Whichever lines of the material contain "wing", copy each of them.
Start of Block
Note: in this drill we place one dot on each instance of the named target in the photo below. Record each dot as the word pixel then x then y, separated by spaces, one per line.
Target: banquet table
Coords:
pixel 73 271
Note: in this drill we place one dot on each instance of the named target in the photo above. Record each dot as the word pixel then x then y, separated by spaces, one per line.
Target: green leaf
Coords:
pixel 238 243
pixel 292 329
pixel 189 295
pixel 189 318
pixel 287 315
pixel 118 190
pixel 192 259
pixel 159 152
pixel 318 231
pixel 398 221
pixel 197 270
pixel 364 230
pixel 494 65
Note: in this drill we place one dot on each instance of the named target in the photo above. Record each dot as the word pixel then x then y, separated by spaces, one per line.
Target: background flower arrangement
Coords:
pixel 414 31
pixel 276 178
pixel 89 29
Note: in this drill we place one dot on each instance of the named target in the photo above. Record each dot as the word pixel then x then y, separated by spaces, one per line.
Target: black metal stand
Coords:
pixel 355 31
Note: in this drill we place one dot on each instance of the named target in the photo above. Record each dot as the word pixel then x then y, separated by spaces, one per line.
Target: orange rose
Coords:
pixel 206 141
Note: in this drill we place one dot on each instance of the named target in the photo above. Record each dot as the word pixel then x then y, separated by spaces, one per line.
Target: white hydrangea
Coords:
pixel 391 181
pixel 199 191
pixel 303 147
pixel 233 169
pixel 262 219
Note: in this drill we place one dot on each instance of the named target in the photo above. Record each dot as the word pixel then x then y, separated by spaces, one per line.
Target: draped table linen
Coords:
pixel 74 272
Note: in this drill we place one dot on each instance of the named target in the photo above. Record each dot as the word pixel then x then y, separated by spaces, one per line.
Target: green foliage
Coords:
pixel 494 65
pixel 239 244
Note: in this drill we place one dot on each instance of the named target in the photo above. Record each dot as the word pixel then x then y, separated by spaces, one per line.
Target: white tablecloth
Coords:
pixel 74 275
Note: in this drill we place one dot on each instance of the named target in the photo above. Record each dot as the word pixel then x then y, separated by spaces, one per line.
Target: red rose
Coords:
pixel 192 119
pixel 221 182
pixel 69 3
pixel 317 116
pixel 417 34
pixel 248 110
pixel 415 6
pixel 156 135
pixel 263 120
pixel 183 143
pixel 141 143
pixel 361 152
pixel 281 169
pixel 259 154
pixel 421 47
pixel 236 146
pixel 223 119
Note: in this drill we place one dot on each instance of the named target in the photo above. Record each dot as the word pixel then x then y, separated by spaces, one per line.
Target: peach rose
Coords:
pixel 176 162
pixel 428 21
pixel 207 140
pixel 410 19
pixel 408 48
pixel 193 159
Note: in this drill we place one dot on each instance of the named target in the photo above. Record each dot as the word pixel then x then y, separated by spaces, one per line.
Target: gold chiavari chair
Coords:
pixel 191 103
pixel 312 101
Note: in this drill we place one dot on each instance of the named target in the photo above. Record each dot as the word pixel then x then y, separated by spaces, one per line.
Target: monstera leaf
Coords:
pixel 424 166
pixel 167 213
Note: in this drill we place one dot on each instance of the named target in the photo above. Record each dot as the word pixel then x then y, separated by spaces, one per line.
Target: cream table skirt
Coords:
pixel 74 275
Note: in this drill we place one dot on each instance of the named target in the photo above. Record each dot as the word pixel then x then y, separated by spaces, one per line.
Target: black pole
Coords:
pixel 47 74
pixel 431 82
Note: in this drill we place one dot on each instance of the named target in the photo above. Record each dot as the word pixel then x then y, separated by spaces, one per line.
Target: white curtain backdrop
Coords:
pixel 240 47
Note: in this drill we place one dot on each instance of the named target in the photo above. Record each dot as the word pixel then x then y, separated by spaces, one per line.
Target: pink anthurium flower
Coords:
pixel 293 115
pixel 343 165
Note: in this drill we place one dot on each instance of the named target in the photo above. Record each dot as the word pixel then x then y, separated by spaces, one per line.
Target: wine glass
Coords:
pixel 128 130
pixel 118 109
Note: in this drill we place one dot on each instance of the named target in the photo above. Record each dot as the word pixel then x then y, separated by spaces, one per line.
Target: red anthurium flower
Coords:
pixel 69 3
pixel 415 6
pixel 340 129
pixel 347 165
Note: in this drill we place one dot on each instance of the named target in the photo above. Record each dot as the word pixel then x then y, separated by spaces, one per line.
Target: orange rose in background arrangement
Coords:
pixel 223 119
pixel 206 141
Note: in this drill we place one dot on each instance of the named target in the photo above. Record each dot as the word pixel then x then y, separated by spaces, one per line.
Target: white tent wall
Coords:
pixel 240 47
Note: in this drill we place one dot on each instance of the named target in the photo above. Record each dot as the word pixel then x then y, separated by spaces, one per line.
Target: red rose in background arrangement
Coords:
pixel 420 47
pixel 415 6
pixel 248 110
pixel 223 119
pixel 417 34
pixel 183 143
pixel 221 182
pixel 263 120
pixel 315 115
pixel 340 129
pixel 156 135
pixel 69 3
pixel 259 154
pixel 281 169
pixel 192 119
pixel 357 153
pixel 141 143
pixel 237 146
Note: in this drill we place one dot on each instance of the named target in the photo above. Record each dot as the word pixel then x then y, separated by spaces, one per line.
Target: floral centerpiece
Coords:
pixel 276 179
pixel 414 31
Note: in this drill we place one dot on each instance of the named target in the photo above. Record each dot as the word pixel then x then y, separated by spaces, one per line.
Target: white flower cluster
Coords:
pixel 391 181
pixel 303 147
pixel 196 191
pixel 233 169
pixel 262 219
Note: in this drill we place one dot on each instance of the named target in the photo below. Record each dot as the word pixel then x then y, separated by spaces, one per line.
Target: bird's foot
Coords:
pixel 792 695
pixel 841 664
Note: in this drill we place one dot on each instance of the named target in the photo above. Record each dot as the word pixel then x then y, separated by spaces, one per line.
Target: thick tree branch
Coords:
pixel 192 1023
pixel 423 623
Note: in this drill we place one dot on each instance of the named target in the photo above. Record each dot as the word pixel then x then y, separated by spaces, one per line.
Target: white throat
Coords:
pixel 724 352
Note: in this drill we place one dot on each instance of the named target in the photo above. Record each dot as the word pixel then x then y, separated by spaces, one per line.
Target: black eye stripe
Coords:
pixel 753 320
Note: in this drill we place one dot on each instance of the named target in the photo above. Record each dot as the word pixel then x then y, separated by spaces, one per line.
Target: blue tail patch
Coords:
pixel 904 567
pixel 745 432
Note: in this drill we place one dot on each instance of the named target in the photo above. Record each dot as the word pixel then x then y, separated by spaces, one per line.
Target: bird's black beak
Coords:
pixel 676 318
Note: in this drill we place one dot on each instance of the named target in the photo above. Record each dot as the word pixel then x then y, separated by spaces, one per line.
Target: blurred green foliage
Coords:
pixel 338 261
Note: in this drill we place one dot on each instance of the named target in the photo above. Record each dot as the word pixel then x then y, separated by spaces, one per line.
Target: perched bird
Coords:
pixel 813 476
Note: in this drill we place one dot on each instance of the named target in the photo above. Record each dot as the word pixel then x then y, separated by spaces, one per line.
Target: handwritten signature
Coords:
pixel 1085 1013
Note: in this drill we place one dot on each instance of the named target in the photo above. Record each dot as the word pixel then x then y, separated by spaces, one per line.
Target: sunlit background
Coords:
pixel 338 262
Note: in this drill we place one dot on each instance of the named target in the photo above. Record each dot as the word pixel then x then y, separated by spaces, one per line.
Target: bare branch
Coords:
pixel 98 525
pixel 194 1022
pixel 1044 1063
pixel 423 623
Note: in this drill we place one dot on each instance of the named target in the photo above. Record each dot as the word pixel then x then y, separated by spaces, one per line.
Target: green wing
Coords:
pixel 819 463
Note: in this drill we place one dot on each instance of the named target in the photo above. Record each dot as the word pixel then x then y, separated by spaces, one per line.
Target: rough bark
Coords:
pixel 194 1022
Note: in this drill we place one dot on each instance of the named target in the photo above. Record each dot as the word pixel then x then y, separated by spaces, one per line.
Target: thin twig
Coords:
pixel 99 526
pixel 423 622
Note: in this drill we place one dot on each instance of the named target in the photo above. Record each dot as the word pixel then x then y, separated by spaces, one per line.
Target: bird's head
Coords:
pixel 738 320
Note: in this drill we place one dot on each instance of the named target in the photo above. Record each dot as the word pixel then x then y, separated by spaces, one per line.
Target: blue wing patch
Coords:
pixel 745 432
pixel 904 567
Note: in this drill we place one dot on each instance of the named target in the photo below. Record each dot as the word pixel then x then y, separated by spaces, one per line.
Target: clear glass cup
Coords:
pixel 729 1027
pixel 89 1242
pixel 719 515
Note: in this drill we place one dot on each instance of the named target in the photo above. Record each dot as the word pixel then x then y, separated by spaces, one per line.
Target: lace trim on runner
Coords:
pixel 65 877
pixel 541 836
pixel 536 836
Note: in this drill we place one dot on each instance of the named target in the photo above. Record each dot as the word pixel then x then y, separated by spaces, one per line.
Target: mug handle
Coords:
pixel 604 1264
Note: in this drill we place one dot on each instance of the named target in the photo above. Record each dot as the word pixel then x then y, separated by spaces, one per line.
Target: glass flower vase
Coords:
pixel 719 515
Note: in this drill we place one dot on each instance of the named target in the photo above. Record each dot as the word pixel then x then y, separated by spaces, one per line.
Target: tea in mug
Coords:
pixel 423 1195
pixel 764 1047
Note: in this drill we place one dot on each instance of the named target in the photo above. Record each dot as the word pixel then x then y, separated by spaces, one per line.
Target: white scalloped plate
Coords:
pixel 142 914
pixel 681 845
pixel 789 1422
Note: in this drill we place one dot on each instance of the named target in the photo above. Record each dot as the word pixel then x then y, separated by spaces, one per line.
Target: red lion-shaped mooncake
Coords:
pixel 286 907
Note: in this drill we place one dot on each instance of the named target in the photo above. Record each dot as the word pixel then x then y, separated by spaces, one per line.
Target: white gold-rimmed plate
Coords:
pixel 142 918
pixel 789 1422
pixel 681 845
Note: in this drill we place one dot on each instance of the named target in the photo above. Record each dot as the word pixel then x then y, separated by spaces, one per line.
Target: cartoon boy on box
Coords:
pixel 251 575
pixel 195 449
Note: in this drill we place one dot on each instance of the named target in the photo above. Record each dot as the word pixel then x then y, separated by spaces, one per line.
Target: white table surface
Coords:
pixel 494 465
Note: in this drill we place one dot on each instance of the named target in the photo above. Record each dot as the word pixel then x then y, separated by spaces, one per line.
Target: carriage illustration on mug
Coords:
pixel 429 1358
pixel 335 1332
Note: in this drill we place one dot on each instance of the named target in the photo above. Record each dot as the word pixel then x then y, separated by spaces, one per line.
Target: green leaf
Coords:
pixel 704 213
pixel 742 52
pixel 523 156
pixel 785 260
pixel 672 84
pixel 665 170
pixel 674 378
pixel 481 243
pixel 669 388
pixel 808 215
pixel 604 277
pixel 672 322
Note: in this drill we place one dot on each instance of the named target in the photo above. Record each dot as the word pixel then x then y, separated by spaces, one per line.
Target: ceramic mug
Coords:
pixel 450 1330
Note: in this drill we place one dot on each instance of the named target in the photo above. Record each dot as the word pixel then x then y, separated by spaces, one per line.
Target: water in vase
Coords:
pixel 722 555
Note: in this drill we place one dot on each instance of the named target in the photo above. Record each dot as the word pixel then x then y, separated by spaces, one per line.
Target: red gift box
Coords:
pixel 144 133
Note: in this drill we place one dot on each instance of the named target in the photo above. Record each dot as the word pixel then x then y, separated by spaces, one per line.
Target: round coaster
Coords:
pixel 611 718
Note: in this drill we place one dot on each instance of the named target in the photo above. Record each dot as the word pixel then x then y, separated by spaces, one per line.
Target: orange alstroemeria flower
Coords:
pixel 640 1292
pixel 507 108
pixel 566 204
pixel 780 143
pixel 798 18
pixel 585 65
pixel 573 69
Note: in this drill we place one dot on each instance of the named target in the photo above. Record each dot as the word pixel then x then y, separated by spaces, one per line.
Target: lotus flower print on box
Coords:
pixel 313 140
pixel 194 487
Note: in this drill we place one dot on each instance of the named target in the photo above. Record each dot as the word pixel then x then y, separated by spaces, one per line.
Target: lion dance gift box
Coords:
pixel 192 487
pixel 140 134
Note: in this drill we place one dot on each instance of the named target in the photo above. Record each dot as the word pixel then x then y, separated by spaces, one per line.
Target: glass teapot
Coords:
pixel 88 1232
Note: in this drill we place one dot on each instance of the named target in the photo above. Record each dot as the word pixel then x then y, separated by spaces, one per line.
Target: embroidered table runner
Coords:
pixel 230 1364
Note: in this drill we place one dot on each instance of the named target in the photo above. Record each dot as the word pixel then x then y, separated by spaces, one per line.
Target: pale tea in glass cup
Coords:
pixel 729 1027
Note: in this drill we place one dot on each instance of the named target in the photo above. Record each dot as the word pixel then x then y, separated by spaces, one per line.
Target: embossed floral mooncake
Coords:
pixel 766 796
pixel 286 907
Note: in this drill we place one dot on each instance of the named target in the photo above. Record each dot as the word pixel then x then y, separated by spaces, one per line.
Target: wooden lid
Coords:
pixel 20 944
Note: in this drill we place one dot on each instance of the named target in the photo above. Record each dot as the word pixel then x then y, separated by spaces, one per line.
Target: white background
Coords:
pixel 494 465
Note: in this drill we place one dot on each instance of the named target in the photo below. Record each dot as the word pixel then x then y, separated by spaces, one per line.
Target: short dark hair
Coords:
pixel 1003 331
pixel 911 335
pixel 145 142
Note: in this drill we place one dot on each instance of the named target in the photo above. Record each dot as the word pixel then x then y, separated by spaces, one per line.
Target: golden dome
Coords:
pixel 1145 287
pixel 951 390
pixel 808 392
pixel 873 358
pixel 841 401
End of Block
_Exercise response_:
Target: green wing
Target: blue wing patch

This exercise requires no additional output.